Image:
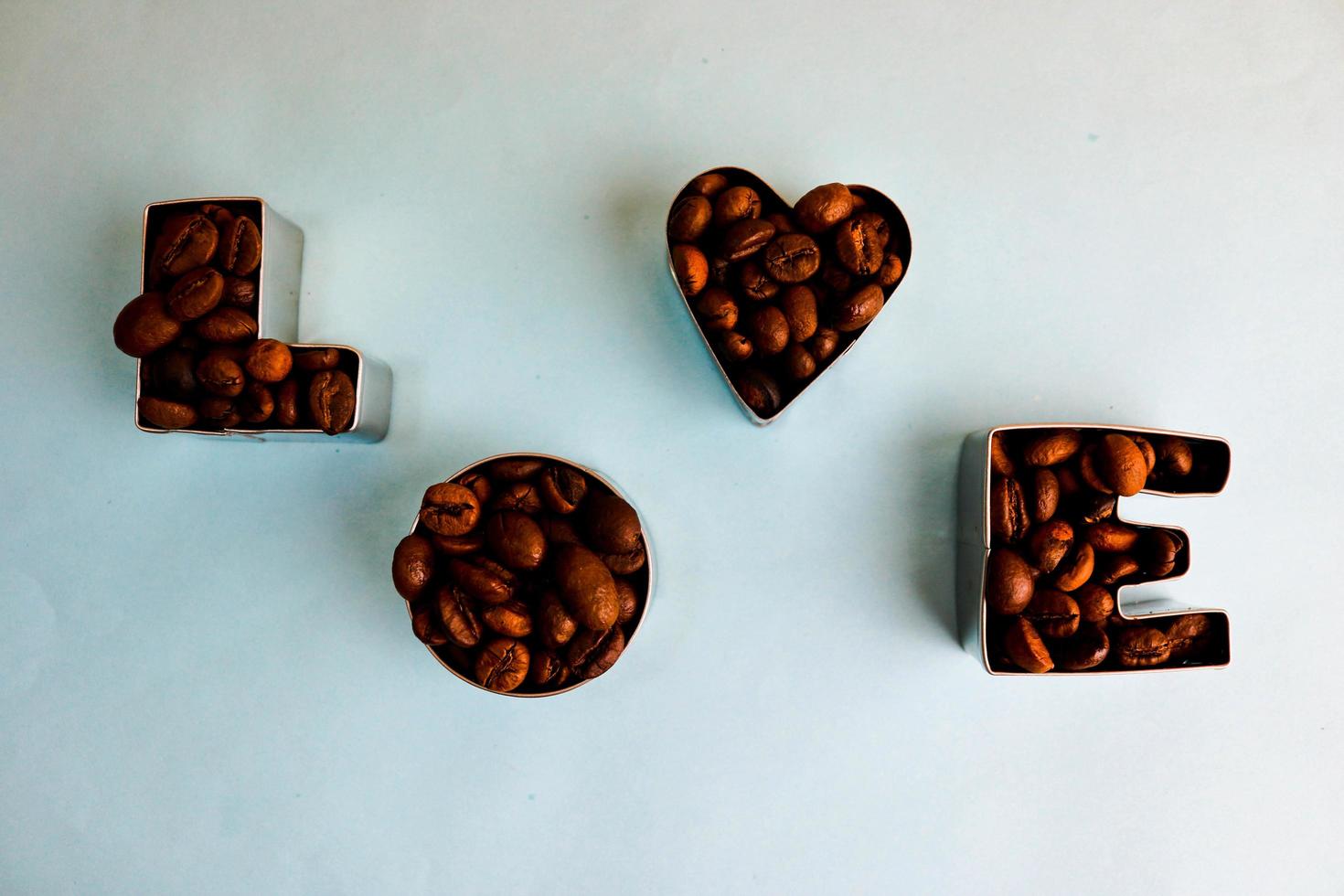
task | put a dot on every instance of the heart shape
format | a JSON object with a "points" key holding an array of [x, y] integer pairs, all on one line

==

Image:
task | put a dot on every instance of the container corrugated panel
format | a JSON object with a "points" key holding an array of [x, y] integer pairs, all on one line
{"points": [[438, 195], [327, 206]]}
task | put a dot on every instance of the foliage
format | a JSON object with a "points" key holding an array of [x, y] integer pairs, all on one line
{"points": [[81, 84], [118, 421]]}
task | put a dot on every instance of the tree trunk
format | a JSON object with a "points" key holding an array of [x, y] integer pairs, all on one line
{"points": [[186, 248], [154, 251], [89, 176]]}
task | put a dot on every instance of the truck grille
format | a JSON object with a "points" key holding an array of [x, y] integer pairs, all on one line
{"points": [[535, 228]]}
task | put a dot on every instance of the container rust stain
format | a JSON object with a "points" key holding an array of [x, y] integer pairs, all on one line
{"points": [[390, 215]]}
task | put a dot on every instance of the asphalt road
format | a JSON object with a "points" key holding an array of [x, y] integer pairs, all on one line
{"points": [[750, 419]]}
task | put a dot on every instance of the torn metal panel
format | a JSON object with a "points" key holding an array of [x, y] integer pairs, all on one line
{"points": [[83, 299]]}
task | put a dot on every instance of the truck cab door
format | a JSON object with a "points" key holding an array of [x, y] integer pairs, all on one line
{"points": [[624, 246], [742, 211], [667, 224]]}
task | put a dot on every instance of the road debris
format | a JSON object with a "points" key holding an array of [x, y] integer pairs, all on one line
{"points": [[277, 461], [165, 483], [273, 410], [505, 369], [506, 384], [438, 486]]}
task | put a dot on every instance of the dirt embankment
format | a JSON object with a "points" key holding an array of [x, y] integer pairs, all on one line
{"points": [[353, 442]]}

### Do this
Pull out every line in the data above that contains the string "instance". Treat uppercase and lowercase as different.

### Exercise answer
task | put a dot on every instance of the heart shape
task | put a dot on every instance of the container corrugated panel
task | put a dot on every instance of the foliage
task | put a dot on every instance of the tree trunk
task | put a dot on every instance of the truck grille
task | put a dot on every instance of the container rust stain
task | put a dot on every instance of the asphalt road
task | put a dot on every instance of the torn metal panel
task | put a dot on every instance of the truck cab door
task | put a dot on every instance of the road debris
task | put a dot on every instance of the dirt embankment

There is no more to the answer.